GIVEN REQUEST:
Find each line in the data below that contains the word "concrete" and copy those lines out. Match capital and lowercase letters exactly.

DATASET RECORDS:

======

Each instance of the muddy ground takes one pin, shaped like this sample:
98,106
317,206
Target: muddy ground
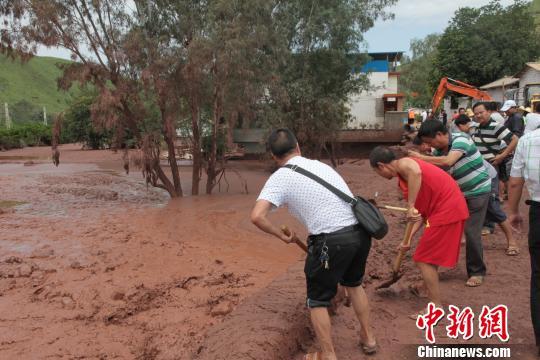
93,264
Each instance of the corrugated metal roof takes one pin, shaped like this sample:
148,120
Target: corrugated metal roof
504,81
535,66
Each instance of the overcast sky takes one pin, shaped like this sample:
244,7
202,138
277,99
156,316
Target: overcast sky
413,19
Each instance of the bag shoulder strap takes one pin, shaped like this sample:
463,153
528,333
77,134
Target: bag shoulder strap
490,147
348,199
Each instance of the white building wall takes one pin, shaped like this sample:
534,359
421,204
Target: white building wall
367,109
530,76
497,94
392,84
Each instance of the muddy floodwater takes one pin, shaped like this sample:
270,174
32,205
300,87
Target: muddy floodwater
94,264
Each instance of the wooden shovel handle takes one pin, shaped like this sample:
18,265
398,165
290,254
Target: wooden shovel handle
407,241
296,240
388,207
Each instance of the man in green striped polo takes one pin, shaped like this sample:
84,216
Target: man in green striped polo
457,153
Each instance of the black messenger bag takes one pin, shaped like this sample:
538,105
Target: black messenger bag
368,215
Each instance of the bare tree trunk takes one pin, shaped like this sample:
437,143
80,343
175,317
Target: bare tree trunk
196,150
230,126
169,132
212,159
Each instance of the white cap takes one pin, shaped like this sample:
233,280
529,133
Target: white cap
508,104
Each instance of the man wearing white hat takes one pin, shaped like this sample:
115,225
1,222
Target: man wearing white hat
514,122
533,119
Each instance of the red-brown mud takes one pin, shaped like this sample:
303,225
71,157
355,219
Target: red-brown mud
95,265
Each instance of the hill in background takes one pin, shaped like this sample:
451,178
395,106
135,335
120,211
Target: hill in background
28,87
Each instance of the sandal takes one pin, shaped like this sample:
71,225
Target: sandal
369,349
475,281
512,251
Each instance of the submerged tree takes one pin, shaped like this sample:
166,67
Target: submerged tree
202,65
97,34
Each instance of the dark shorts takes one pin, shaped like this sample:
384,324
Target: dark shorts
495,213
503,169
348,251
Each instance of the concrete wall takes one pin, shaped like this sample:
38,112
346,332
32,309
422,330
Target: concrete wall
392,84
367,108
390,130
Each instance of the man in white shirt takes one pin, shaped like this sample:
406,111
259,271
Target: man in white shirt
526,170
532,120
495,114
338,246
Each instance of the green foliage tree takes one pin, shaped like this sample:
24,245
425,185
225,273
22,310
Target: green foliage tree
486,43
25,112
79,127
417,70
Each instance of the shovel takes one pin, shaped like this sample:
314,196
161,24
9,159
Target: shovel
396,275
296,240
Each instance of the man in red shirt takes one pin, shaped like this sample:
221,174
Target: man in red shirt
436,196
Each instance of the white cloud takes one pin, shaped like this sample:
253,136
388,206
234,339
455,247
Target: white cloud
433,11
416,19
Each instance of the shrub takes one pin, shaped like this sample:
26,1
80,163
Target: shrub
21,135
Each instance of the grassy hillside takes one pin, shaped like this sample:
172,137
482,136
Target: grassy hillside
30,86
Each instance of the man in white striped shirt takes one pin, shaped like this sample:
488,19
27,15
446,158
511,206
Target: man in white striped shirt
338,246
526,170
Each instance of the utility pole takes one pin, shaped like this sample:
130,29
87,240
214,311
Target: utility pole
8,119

======

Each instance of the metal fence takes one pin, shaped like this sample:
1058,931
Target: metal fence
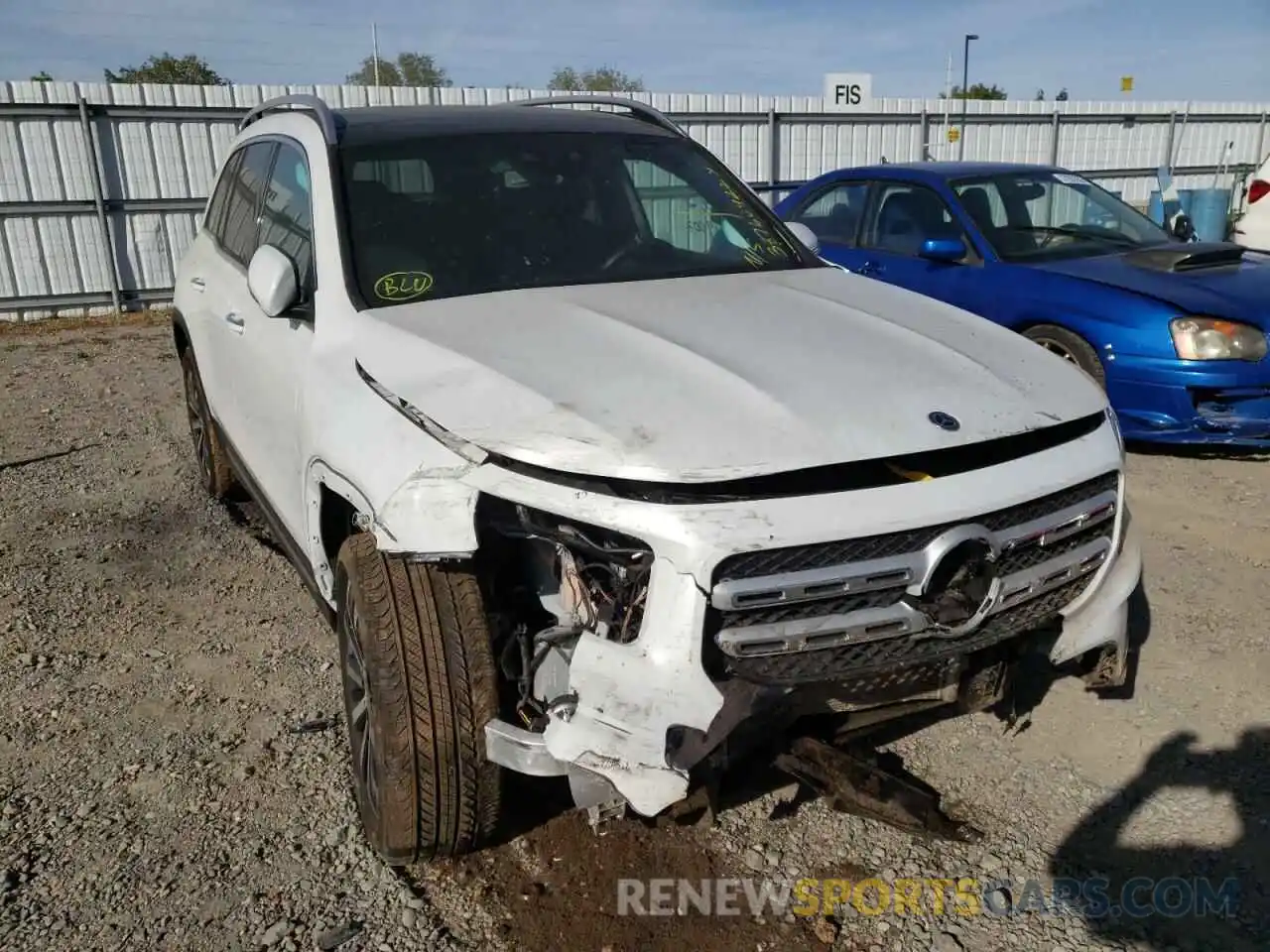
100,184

======

TASK RESPONSE:
Each instance of the concrete wall takes one pin, shaped like this sample:
Target: concrete wall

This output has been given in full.